» **MATERIAL TO PROCESS**

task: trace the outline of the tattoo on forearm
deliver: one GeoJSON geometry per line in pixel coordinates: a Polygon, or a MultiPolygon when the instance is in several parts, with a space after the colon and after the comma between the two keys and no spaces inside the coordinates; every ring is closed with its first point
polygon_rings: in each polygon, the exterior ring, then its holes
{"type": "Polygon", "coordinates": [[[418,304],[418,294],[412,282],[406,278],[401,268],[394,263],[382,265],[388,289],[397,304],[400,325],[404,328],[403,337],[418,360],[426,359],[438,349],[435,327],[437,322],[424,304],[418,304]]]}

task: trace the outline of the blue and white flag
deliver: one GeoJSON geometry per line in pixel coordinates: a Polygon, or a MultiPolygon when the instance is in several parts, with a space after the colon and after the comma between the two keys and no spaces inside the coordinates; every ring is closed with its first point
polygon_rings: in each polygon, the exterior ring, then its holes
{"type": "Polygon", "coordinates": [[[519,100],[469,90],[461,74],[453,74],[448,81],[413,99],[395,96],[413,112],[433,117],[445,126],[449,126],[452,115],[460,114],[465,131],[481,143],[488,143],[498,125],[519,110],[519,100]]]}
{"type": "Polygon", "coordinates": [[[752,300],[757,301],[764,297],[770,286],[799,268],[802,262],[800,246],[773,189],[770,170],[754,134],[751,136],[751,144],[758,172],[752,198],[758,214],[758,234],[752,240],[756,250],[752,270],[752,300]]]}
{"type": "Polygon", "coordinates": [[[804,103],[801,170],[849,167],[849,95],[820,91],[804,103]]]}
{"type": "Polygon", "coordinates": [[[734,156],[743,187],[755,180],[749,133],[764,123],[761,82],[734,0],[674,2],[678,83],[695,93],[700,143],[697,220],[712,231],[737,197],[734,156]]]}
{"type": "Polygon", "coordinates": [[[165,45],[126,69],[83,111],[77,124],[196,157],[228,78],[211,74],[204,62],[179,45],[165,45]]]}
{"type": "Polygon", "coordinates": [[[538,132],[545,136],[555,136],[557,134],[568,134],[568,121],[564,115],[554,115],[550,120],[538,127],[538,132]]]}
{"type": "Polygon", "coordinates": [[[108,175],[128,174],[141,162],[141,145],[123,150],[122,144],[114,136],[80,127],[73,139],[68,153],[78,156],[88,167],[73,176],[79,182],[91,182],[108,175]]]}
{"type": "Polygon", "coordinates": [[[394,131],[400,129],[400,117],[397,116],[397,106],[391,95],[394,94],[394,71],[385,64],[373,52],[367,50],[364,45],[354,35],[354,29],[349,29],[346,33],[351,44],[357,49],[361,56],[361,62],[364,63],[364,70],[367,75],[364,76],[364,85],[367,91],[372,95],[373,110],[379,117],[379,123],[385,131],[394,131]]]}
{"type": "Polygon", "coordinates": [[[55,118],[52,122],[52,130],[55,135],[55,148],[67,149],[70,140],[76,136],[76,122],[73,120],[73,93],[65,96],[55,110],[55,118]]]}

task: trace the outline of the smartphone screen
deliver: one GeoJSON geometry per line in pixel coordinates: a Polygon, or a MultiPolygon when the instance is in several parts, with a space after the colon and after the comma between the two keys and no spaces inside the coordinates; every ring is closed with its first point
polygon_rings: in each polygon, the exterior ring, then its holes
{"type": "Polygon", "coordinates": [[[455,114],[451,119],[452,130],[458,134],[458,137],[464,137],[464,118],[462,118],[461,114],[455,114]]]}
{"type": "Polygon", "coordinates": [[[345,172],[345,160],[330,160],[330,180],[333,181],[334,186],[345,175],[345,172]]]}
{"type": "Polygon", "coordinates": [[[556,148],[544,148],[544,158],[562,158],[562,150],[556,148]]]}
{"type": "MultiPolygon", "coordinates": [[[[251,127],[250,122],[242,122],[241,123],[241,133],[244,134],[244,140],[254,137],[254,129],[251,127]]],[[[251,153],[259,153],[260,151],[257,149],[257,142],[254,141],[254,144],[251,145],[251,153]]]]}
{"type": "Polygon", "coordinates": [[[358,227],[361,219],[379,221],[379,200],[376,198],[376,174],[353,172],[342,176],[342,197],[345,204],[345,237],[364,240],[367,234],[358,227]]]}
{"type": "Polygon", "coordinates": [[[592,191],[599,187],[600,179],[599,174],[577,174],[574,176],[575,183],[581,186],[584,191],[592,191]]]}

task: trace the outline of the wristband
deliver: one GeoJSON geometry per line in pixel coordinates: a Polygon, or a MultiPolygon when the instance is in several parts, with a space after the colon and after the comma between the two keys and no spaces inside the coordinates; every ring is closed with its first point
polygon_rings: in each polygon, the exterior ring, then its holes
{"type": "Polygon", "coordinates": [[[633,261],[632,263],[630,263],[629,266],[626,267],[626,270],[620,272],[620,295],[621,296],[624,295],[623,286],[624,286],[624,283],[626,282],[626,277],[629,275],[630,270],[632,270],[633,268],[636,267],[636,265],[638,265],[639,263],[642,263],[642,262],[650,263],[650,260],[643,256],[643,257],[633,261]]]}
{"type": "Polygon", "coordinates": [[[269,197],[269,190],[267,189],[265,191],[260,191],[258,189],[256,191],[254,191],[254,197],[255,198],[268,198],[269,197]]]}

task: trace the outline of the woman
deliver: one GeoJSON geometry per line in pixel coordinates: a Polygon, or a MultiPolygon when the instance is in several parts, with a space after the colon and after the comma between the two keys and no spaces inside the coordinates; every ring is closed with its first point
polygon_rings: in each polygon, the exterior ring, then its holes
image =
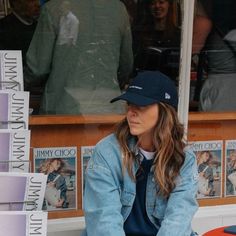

» **WHAT THE TASK ASKS**
In the records, which lines mention the word "trace"? Copy those lines.

» **SOLUTION FOR THIS PROBLEM**
task: trace the outline of the tattoo on forearm
task: trace the outline of the blue and white flag
task: trace the outline of the smartphone screen
task: trace the outline of the wristband
task: trace the outline of the woman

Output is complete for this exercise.